Stated task: Count the lines in the items below that contain the string "rear", and reply with only that number.

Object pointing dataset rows
>> START

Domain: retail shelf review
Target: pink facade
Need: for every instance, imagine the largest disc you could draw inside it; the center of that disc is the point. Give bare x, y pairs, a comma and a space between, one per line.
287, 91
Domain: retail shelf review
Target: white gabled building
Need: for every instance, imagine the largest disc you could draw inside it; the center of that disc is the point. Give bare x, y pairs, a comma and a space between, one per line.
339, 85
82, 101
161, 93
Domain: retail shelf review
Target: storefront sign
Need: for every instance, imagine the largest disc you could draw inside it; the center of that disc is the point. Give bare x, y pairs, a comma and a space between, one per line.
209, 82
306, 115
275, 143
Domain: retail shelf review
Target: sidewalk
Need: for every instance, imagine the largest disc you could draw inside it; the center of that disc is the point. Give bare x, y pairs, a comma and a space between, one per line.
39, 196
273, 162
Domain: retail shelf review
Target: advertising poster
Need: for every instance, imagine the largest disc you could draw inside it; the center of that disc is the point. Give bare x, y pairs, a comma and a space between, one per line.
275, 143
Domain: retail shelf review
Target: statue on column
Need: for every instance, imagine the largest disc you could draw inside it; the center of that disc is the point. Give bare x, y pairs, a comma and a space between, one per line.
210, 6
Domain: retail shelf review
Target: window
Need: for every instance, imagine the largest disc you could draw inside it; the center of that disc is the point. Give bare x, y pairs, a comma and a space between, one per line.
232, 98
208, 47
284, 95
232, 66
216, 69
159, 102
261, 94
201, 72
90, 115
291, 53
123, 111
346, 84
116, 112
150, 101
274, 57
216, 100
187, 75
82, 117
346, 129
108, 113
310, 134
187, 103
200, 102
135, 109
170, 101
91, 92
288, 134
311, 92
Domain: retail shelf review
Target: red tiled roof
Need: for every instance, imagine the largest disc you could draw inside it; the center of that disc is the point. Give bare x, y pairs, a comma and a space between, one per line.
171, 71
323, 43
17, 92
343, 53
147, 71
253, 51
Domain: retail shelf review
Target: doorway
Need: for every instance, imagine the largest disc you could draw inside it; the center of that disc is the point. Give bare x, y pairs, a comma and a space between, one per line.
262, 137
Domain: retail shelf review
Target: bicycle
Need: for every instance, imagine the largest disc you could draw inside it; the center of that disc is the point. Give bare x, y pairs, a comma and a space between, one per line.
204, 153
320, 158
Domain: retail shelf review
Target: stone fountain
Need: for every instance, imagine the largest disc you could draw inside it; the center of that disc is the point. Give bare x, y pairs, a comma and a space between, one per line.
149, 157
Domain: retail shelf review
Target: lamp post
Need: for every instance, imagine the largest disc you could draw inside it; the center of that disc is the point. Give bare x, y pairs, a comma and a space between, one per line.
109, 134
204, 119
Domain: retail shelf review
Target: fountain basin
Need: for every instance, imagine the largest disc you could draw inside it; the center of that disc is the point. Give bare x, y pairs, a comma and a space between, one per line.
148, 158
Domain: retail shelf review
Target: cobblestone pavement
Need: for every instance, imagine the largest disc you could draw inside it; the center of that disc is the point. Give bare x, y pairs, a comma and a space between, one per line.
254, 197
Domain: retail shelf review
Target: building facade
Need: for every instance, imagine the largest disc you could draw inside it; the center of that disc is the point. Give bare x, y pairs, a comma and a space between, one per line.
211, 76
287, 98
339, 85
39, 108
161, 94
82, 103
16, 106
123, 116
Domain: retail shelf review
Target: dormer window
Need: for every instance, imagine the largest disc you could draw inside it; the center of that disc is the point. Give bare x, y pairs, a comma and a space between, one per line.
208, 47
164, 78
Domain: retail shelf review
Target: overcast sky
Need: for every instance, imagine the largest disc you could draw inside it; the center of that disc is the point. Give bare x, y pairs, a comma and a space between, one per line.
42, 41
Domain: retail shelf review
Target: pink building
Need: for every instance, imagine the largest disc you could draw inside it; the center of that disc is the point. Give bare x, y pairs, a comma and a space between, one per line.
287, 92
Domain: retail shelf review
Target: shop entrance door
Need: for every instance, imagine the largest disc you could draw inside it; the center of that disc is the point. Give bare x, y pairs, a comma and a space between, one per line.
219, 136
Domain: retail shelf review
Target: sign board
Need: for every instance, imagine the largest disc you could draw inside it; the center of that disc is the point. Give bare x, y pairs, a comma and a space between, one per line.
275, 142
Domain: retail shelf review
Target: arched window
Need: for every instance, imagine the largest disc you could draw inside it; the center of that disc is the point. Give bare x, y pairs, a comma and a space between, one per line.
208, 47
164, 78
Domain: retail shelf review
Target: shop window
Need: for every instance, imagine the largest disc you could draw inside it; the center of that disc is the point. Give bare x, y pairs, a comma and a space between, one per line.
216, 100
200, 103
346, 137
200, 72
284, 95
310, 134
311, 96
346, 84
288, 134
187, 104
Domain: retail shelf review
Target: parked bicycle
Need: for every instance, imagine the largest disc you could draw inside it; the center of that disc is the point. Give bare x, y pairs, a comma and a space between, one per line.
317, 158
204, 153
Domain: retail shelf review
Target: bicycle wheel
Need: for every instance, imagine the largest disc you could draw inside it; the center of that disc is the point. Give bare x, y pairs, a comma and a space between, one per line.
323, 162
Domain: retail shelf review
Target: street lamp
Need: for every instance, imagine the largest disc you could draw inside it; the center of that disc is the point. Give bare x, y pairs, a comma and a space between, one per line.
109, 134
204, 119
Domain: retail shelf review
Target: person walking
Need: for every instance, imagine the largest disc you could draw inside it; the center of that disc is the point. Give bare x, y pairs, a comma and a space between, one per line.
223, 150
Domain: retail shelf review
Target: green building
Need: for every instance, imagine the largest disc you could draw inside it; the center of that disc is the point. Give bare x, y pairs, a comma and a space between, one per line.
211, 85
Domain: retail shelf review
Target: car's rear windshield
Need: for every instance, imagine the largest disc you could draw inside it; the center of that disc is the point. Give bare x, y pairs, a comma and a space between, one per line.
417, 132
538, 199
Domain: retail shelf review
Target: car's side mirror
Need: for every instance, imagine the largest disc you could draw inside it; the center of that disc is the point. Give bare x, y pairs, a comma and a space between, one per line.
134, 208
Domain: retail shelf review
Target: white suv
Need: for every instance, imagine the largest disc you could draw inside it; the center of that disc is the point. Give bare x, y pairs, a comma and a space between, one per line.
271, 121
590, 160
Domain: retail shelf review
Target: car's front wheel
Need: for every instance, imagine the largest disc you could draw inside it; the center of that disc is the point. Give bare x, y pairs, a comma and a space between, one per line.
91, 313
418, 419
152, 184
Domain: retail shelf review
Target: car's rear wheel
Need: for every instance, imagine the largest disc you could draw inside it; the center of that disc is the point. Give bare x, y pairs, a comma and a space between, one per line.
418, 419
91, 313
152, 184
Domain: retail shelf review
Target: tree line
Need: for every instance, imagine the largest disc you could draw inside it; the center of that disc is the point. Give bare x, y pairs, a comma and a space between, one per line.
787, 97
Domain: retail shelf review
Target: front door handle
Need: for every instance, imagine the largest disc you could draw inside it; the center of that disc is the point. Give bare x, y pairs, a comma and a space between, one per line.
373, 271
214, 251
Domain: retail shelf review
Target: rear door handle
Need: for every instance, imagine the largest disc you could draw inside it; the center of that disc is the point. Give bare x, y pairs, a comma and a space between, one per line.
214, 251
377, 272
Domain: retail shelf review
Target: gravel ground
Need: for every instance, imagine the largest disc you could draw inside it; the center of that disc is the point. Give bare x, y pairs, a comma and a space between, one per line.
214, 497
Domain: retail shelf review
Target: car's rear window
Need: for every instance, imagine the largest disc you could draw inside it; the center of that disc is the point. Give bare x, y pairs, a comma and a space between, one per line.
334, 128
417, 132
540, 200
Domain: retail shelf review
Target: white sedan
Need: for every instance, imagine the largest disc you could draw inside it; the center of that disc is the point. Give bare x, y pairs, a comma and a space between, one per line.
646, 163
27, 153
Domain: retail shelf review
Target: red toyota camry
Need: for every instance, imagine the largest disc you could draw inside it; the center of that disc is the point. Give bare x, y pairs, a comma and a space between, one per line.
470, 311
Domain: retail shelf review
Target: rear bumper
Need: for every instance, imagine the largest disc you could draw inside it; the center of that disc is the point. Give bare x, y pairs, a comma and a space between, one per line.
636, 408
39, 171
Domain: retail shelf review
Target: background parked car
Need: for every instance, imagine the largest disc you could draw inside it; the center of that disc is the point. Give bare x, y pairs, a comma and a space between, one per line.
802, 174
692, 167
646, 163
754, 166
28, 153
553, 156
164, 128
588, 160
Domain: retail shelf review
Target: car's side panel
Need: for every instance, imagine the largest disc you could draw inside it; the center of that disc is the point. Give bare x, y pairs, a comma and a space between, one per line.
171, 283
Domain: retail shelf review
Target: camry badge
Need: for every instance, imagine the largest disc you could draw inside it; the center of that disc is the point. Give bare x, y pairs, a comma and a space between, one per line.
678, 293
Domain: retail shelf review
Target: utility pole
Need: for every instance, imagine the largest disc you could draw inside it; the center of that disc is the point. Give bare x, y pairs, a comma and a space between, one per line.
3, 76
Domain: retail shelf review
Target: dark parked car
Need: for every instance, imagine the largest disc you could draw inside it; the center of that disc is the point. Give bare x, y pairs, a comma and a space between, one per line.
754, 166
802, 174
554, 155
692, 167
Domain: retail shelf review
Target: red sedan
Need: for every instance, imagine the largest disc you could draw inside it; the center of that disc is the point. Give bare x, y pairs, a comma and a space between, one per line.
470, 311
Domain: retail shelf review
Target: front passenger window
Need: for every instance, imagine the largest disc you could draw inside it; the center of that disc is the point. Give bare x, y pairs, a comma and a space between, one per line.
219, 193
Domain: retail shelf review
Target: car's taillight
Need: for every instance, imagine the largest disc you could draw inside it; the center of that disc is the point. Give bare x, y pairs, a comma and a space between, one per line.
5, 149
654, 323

>> END

Task answer: 5